= PROVIDED INFORMATION =

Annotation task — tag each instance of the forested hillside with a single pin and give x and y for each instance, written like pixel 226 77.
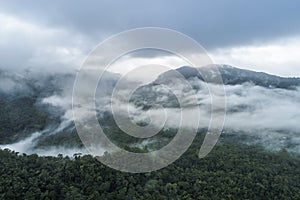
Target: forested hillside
pixel 230 171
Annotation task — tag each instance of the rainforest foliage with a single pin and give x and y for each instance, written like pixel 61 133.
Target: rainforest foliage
pixel 230 171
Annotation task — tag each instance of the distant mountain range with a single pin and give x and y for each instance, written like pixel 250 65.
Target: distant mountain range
pixel 33 102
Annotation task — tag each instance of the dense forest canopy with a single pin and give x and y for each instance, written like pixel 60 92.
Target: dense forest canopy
pixel 230 171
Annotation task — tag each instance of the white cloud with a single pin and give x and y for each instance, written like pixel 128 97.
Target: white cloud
pixel 24 44
pixel 280 57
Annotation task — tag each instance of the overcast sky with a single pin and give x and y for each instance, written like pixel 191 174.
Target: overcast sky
pixel 58 34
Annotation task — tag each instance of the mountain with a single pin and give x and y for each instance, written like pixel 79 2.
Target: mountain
pixel 34 102
pixel 232 76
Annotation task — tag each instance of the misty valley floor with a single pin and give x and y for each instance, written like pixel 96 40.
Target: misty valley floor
pixel 230 171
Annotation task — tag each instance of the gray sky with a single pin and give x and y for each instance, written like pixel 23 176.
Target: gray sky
pixel 258 35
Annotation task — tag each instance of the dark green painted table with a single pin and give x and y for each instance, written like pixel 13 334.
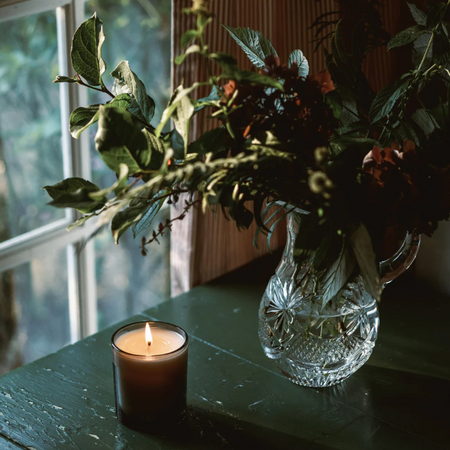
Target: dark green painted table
pixel 237 399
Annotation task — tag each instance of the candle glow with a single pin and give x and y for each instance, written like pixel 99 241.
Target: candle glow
pixel 148 334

= WHAT YOU NEED TO DO =
Each record should be printed again precisely, though not its pictures.

= EXERCISE ANSWER =
Annotation task — tag each instance of the forested hillside with a single pin and give x and y for each instance, written like pixel 226 77.
Target: forested hillside
pixel 230 171
Annotation task — tag each instance of the rainforest foliage with a single pin and give x and y for each instance, written like pixel 61 133.
Target: rainforest foliage
pixel 230 171
Annotation task — tag each instance of the distant mountain range with a single pin and give x and y for each instance, written like pixel 250 65.
Target: distant mountain range
pixel 33 102
Annotation task — tag each instance of the dense forest canopy with a single pin and give x and y for each instance, written like pixel 60 92.
Target: dense forest canopy
pixel 230 171
Annotation task — tag each instance of the white cloud with a single pin and give x and y for each instance, written like pixel 128 97.
Target: white cloud
pixel 24 44
pixel 280 57
Annotation task — tag each instance of the overcast sky with a single pin and give x and y for each instance, written like pixel 191 174.
Target: overcast sky
pixel 58 34
Annotation task — tag each instance of the mountain with a single pin and give x and y for each instance, written like pixel 79 2.
Target: mountain
pixel 34 102
pixel 232 76
Annotation task — tag each instance of the misty valley floor with a single pin and give x and y for each instance, written like pixel 96 40.
Target: misty valley floor
pixel 230 171
Annotation task — tag each instance of the gray sky with a single pin and give x and y for each instance, written like pixel 23 176.
Target: gray sky
pixel 258 35
Annotation task — tag each instance of the dark green painted table with a single pin and give x and y for each instance, written like pixel 13 334.
Target: dark green painted table
pixel 237 399
Annotation task — tag each instance of the candle glow with a single pin and give x and y for each instance, written like pixel 99 241.
Target: candle glow
pixel 148 334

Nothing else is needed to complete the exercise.